Problem to solve:
Return the exact lines spanning from the line with "In the photo above, where can the swell" through the last line of the entries, boundaries included, and no others.

Dataset records:
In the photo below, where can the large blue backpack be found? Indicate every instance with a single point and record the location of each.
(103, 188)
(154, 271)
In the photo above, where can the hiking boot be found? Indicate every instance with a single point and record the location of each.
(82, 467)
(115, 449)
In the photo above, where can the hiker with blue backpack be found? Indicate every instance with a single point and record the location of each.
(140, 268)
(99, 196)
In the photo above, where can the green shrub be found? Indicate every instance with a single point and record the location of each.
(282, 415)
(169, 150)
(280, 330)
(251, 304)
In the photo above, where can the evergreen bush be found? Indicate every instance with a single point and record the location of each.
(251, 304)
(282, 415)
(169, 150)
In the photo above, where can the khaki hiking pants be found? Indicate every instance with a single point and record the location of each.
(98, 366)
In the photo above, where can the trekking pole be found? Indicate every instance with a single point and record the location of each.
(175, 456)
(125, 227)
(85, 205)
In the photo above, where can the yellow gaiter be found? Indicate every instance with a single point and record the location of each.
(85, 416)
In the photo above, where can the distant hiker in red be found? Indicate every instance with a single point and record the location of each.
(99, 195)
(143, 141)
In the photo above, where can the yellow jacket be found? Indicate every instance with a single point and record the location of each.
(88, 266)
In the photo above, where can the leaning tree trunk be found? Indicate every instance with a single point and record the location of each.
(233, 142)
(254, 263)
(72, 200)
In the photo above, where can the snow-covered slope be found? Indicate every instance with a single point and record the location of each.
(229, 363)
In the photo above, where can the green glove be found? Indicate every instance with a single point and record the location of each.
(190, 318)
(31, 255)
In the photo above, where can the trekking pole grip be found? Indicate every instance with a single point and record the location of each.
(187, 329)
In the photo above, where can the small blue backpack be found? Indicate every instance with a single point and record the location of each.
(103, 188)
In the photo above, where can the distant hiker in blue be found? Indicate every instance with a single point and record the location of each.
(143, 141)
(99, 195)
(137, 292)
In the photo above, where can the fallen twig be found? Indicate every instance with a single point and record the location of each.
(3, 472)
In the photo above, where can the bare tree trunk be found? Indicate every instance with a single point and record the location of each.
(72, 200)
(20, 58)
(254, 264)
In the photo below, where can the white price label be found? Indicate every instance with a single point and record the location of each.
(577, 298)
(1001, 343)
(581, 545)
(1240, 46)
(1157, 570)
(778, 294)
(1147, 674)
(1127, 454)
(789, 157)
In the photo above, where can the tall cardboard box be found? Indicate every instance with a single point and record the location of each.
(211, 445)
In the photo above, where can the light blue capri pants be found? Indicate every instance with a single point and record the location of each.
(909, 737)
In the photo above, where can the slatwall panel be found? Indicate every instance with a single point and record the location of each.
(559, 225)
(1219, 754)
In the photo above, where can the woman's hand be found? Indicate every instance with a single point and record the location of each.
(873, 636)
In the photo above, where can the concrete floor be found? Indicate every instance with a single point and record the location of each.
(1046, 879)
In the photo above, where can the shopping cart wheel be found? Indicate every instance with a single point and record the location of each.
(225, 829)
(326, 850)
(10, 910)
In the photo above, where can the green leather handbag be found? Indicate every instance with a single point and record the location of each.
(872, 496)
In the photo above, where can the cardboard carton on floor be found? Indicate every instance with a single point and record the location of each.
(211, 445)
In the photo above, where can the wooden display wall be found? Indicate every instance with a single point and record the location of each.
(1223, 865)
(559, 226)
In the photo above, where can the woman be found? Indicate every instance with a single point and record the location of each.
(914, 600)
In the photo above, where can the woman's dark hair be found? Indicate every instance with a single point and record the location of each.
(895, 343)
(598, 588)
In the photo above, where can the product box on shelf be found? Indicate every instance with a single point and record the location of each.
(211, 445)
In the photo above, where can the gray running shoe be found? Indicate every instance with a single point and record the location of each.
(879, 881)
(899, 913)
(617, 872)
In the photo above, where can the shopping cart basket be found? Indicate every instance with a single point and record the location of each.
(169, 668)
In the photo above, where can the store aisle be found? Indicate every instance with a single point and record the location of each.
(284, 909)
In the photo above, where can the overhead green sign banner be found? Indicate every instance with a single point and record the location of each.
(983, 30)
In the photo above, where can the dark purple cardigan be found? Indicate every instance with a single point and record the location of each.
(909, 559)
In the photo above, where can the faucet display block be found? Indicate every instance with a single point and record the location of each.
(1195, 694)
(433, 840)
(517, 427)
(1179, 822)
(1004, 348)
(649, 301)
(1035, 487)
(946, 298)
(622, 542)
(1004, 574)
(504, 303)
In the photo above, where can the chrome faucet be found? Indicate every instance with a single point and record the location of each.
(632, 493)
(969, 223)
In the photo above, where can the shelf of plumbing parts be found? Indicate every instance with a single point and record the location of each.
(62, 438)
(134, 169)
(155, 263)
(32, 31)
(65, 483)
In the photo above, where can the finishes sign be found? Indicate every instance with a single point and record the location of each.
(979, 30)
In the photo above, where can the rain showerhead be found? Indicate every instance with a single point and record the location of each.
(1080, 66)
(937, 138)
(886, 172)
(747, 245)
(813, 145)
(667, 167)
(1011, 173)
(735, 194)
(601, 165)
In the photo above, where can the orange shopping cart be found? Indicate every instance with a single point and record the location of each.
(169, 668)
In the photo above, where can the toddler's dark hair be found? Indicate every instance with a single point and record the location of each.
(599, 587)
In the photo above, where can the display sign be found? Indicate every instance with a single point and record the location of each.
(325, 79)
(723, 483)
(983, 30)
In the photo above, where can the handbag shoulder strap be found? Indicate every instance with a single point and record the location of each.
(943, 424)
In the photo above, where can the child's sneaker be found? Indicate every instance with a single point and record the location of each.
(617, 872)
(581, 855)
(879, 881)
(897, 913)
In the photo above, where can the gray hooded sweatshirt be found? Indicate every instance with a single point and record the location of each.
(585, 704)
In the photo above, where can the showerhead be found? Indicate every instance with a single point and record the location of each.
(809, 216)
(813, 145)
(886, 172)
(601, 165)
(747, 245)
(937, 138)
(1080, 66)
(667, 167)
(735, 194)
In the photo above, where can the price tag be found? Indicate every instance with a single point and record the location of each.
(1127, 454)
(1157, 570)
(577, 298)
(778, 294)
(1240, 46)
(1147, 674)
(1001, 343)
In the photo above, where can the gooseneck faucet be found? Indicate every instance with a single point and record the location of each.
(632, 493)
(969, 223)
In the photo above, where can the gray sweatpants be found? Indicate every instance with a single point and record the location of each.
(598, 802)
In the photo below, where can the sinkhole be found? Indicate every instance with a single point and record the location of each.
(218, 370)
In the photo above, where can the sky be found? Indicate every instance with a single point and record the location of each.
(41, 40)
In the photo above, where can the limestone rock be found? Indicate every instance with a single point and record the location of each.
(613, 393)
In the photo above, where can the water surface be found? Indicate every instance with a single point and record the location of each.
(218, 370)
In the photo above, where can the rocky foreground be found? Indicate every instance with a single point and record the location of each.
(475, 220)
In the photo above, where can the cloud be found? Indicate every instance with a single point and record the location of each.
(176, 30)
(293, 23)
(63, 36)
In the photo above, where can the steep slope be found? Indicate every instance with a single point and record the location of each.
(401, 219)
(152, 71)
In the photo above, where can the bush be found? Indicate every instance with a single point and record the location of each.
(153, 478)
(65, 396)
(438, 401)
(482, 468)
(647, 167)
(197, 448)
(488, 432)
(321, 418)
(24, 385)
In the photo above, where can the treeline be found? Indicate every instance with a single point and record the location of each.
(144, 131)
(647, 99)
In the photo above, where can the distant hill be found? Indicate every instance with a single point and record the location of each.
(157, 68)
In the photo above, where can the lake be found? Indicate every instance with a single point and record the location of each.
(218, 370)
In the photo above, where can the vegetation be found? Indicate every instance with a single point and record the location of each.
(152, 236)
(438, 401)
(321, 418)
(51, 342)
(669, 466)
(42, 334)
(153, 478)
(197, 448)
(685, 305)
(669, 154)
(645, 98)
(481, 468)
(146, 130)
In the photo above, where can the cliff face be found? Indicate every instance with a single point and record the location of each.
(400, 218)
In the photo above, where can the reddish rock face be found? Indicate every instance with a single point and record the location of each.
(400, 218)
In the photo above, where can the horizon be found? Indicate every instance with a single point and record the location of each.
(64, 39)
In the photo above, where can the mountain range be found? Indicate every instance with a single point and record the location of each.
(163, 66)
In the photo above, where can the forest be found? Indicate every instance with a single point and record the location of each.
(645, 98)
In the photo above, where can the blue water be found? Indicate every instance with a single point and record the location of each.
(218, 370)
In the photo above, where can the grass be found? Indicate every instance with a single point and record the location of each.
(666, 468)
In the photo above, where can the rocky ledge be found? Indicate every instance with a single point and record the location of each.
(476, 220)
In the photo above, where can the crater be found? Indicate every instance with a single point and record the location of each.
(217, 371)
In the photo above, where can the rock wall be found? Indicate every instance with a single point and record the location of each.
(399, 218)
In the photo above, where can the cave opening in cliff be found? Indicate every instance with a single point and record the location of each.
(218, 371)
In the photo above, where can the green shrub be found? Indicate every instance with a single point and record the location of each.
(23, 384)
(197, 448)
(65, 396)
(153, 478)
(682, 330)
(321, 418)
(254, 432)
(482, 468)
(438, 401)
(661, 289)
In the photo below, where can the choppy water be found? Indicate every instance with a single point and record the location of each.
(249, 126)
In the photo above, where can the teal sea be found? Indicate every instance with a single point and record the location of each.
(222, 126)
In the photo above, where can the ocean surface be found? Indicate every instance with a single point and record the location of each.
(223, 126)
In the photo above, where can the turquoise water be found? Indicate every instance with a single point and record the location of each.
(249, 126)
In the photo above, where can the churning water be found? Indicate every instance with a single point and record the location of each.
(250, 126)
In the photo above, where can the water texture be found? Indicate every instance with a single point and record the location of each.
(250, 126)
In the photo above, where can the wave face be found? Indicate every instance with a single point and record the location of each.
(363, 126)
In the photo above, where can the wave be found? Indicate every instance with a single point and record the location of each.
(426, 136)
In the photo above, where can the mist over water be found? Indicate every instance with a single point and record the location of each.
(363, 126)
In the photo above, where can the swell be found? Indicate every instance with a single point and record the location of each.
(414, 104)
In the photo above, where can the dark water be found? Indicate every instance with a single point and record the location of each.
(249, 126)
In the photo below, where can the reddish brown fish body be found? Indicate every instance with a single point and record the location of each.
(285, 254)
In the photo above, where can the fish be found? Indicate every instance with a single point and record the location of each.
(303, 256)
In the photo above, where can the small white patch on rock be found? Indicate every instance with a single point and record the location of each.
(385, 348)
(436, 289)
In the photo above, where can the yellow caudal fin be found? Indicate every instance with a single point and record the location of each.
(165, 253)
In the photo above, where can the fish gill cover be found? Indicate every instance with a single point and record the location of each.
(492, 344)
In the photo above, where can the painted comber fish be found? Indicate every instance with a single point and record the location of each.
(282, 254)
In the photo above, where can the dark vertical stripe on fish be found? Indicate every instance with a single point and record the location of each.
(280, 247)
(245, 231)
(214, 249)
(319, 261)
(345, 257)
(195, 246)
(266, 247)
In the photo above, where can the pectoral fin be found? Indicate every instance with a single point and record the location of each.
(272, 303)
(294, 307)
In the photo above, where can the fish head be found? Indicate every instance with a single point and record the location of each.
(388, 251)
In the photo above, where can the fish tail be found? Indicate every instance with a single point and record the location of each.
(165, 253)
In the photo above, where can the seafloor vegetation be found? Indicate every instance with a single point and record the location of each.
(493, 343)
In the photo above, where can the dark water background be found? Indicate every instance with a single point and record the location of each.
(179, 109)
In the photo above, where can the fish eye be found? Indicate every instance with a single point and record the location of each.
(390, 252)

Result of the task:
In the photo above, where can the swell be found? Indicate every instance with a single point and record the location of each.
(414, 104)
In the photo above, where can the dark water be found? Indicate every instance with a single point and record the location of each.
(249, 126)
In the photo below, where can the reddish brown fish body be found? Indicate every instance with a single point and record the location of each.
(285, 254)
In the photo above, where can the fish be found? Indicate every instance with a single point and record the location of each.
(303, 256)
In the photo above, where can the small white patch on rock be found? Indicate every instance with a single point and record the location of each.
(385, 348)
(436, 289)
In the photo above, where can the yellow caudal fin be found? Indicate every instance with a single point and record the location of each.
(165, 253)
In the photo above, where can the fish gill cover be found? Indicate every instance with a single point and record the location of each.
(492, 344)
In the photo above, where can the painted comber fish be found? Indicate every instance with a single point and record the location of each.
(282, 254)
In the photo above, where can the dark vertical stripe on fish be found? Indicate every instance with a single point and record the location of each.
(280, 247)
(245, 231)
(214, 249)
(319, 261)
(345, 257)
(195, 246)
(266, 247)
In the photo above, where can the pectoral fin be found? Indicate every instance with a single point and record the location of each.
(272, 303)
(294, 307)
In the photo above, where can the fish head be found? Indicate every instance with a single point and record the location of each.
(388, 251)
In the photo above, where can the fish tail be found? Indicate every instance with a single point and record the location of each.
(165, 253)
In the photo above, where can the seafloor vegetation be found? Indicate every instance with a single point and record the location of each.
(493, 343)
In the photo above, where can the dark water background be found? Indicate every instance with a single point and record the location of each.
(179, 109)
In the photo above, where can the fish eye be found? Indicate every instance with a single point and record the location of each.
(390, 252)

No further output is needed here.